Report each line in the rows below that contains the string "array", matching case exactly.

○ ○ ○

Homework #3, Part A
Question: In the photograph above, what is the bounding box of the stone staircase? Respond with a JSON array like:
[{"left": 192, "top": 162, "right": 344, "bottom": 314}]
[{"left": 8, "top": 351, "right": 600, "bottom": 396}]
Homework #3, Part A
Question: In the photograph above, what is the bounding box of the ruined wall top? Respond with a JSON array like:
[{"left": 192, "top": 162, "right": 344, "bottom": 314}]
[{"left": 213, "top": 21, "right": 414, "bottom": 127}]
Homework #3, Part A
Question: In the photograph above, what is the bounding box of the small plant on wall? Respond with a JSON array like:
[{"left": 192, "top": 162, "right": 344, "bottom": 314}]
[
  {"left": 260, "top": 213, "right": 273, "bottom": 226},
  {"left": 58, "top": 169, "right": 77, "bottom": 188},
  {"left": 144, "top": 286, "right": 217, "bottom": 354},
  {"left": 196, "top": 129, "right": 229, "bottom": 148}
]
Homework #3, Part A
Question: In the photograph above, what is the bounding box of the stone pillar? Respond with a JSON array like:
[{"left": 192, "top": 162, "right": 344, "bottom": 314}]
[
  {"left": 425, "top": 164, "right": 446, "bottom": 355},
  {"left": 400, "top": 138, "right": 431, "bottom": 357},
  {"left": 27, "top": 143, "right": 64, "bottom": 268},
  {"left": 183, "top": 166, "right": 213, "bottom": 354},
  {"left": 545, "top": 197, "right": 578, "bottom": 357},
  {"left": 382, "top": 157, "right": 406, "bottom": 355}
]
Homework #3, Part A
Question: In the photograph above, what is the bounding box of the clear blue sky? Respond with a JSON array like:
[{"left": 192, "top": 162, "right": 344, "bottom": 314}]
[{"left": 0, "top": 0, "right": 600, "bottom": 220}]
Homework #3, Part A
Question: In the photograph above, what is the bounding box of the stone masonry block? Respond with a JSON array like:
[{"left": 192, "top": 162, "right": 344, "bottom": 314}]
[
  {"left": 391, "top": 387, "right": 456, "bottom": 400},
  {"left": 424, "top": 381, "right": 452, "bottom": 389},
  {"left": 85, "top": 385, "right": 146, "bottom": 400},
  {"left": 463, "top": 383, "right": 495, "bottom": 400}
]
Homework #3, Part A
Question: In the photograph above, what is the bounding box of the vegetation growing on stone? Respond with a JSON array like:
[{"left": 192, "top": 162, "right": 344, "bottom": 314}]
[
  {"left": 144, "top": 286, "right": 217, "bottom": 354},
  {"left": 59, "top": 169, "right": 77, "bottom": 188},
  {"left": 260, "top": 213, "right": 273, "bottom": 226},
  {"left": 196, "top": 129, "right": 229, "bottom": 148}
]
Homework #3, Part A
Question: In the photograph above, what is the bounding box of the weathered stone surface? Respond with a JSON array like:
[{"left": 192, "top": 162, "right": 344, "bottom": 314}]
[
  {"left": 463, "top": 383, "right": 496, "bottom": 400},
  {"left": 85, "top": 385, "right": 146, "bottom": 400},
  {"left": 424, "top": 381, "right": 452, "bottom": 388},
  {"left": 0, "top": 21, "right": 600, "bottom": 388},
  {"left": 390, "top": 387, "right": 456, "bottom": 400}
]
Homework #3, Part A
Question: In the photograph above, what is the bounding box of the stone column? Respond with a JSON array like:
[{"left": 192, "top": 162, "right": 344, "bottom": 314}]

○ ○ ○

> _Response to the exercise_
Question: In the photograph above, what is the bounding box of the stone staircase? Respond with a JSON array like:
Question: In the photograph above, what is the bounding box of the ruined wall top? Respond with a JSON array like:
Question: In the photograph above, what is the bounding box of the small plant on wall? Respond with a JSON array like:
Question: In the photograph above, what is the bounding box of the stone pillar? Respond with a JSON array like:
Question: In the photograph above, what is the bounding box of the clear blue sky? Respond with a JSON array like:
Question: In the photograph above, what is the bounding box of the stone masonry block? Respond with a JSON array like:
Question: In the photograph above, what is the bounding box of the vegetation growing on stone? Respond with a JSON array like:
Question: In the photograph above, what is the bounding box of the weathered stone surface? Respond with a JSON array like:
Question: In the photograph above, what is the bounding box of the stone column? Respond with a JSON array like:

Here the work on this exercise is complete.